= Beginning of Section =
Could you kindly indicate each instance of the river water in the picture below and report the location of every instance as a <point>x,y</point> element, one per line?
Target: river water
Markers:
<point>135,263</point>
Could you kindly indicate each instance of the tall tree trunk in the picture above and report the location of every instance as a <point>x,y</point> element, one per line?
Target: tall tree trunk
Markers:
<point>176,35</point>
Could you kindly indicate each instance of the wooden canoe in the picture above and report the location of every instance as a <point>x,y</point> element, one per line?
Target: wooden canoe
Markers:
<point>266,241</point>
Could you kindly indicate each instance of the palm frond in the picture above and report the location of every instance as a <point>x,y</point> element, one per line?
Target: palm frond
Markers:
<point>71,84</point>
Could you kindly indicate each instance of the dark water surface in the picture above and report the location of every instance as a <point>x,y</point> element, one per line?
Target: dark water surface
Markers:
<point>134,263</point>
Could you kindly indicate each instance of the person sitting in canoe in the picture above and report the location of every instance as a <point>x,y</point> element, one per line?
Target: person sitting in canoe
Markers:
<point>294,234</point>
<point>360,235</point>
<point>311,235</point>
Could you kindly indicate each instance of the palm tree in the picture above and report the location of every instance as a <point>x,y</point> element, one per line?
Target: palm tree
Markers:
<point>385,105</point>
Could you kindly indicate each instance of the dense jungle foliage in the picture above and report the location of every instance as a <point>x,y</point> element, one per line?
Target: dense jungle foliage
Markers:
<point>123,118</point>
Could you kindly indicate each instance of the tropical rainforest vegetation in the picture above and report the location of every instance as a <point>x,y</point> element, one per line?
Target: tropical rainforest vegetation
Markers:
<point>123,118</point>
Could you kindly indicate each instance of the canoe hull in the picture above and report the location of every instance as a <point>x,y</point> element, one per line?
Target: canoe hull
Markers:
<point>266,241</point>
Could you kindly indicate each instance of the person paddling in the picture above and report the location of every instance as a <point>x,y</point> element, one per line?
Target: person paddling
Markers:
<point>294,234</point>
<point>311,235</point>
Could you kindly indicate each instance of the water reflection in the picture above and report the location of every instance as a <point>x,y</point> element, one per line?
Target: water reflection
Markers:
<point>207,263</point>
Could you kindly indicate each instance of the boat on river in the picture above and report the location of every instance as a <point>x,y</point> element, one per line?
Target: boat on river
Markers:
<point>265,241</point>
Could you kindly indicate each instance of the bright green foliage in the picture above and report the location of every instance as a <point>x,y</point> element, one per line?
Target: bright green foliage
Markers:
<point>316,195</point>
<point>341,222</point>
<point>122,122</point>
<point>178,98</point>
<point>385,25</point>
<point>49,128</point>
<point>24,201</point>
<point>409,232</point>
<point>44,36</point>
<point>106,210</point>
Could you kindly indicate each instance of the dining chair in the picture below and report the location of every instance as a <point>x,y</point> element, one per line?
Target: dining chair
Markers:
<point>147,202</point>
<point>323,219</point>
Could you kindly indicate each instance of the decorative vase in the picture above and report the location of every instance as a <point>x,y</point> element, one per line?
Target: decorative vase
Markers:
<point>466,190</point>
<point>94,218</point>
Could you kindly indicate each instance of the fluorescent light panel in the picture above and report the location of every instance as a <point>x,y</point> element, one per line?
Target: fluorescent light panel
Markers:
= End of Section =
> **WHAT IS BEING ASKED**
Nothing is to be left out. Repeat the whole listing exactly.

> **EXPECTED ANSWER**
Could you kindly indicate each instance of the river water in the picture below and report the location of every instance as a <point>x,y</point> element, one per line?
Target: river water
Markers:
<point>135,263</point>
Could you kindly indicate each instance of the tall tree trunk in the picture above and report the location of every instance as a <point>x,y</point> element, one per line?
Target: tall tree trunk
Markers:
<point>176,35</point>
Could you kindly indicate each instance of the wooden canoe in the picture above and report the location of every instance as a <point>x,y</point> element, one per line?
Target: wooden canoe
Markers:
<point>266,241</point>
Could you kindly indicate each instance of the palm frond in the picture above and report the location of every instance as a <point>x,y</point> element, one per line?
Target: palm frond
Markers:
<point>71,84</point>
Could you kindly indicate each instance of the dark water surface in the picture above and report the location of every instance as a <point>x,y</point> element, one per line?
Target: dark water surface
Markers:
<point>134,263</point>
Could you kindly indicate each instance of the person sitting in canoe in the picture above and report the location of every instance as a <point>x,y</point> element, one per line?
Target: person sitting in canoe
Markers:
<point>294,234</point>
<point>360,235</point>
<point>311,235</point>
Could you kindly indicate each instance of the palm tree in the picture above and report the location of every instance as a <point>x,y</point> element, one per line?
Target: palm tree
Markers:
<point>385,105</point>
Could you kindly indicate each instance of the dense jungle foliage in the picture above and report the location of every instance as a <point>x,y</point> element, one per line?
Target: dense jungle foliage
Markers:
<point>123,118</point>
Could you kindly indicate each instance of the tropical rainforest vegetation in the picture above and report the location of every instance as a <point>x,y</point> element, one per line?
Target: tropical rainforest vegetation
Markers:
<point>123,118</point>
Could you kindly indicate each instance of the canoe hull in the picture above and report the location of every instance as a <point>x,y</point> element, one per line?
Target: canoe hull
Markers:
<point>266,241</point>
Could you kindly indicate each instance of the person paddling in the picture above and report the location of every instance as a <point>x,y</point> element, one per line?
Target: person paddling
Markers:
<point>294,234</point>
<point>311,235</point>
Could you kindly indicate each instance of the water reflection in the picture above and report the location of every instance as a <point>x,y</point> element, one per line?
Target: water reflection
Markers:
<point>207,263</point>
Could you kindly indicate each instance of the boat on river in the picture above and report the location of every instance as a <point>x,y</point> element, one per line?
Target: boat on river
Markers:
<point>265,241</point>
Could you kindly indicate each instance of the bright green foliage in the picture above and report the location of every instance as a <point>x,y</point> element, one per line?
Target: bright green foliage
Markers:
<point>316,195</point>
<point>341,222</point>
<point>122,122</point>
<point>178,98</point>
<point>385,25</point>
<point>49,128</point>
<point>24,201</point>
<point>409,232</point>
<point>44,36</point>
<point>106,210</point>
Could you kindly indicate each instance of the dining chair in the picture below and report the location of every instance as a <point>x,y</point> element, one per line?
Target: dining chair
Markers:
<point>147,202</point>
<point>323,219</point>
Could you kindly indicate each instance of the decorative vase in the picture above and report the location of every instance as a <point>x,y</point> element, one per line?
Target: decorative vase
Markers:
<point>466,190</point>
<point>94,218</point>
Could you kindly indicate each instance of the fluorescent light panel in the picture above and report the location of every instance as a <point>x,y</point> element, one per line?
Target: fluorescent light panel
Markers:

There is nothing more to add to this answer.